REQUESTS:
1 - List every answer option offered in the boiling point problem, each with its letter.
2 - Set down verbatim the part of the boiling point problem that opens with the words containing "The correct option" and closes with "molality of solution.".

Question

A solution containing $7g$ of a solute (molar mass = $210gmo{l}^{-1}$) in $350g$ of acetone raised the boiling point of acetone from ${56}^{\circ }C\text{to}{56.3}^{\circ }C$. The value of Ebullioscopic
constant of acetone in $Kkgmo{l}^{-1}$ is

• A. 2.66
• B. 3.15
• C. 4.12
• D. 2.86

Answer 1

The correct option is B 3.15

Boiling point elevation of a solution is given by,
$△T_b=K_b\times m$
where,
$△T_b$ is the elevation in boiling point.
$K_b$ is molal elevation constant.
m is molality of solution.

$\text{Molality (m)}=\frac{n_{\text{solute}}\times 1000}{W_{\text{solvent}}\text{in gram}}$
$\text{Molality (m)}=\frac{w_{\text{solute}}\times 1000}{M_{\text{solute}}.W_{\text{solvent}}\text{in gram}}$
where,
$w_{\text{solute}}$ is mass of solute
$W_{\text{solvent}}$ is mass of solvent
$M_{\text{solute}}$ is molar mass of solute
$\therefore$
$△T_b=\frac{1000K_b\times w}{W\times M}\text{or}{K}_b=\frac{△T_b\times W\times M}{1000\times w}\text{Given,}△T_b=0.3K\left({\text{Change in temperature can be expression in both}}^{\circ }CorK\right)W=350g,M=210\text{and}w=7g$
Substituting the given values, we get,

$0.3=K_b\times \frac{7\times 1000}{210\times 350}{K}_b=\frac{0.3\times 210\times 350}{7\times 1000}=3.15Kkgmo{l}^{-1}$

[Location identification entries]
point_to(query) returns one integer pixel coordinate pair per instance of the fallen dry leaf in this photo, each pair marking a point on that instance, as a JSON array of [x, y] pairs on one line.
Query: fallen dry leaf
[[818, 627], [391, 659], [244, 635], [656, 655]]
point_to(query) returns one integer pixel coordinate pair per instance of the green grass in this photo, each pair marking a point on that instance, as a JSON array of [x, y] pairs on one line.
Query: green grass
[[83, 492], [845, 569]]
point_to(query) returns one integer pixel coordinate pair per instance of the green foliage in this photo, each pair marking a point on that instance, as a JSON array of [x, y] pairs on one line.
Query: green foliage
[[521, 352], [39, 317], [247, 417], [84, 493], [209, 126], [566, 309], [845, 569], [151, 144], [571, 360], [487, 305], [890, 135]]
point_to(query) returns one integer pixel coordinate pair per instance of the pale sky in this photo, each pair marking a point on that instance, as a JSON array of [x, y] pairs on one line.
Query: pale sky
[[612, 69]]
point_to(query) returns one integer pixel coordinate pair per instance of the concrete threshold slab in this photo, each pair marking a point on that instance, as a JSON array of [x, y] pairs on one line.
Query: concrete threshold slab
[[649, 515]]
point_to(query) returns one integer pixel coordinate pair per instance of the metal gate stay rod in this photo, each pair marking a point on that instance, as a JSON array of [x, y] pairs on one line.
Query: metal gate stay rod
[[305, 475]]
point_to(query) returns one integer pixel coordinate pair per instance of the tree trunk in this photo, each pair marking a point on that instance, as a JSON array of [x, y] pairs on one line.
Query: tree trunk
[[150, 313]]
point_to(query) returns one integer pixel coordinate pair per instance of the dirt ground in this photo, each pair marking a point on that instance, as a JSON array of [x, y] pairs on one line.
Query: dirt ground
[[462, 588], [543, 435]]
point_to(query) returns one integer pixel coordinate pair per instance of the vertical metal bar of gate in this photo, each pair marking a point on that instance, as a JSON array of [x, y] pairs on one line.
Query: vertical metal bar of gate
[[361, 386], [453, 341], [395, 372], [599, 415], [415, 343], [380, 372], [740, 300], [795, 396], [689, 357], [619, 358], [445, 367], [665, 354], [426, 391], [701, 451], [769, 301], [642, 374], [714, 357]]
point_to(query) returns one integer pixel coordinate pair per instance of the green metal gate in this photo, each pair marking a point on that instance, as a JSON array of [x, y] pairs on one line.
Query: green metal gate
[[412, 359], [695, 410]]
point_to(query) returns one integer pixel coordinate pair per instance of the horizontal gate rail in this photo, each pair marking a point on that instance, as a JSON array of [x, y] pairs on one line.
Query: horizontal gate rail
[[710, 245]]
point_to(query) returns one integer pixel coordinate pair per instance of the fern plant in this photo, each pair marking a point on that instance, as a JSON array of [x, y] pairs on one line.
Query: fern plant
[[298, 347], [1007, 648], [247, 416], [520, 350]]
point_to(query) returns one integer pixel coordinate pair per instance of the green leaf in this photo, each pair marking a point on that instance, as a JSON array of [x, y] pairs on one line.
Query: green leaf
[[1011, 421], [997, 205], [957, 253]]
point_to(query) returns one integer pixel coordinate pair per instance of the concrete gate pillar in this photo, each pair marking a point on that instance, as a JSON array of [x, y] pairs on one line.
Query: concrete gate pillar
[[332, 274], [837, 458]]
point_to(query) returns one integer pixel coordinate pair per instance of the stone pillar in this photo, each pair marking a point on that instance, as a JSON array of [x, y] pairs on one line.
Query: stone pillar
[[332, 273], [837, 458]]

RESPONSES FOR EACH TASK:
1 -
A. 2.66
B. 3.15
C. 4.12
D. 2.86

2 -
The correct option is B 3.15

Boiling point elevation of a solution is given by,
$△T_b=K_b\times m$
where,
$△T_b$ is the elevation in boiling point.
$K_b$ is molal elevation constant.
m is molality of solution.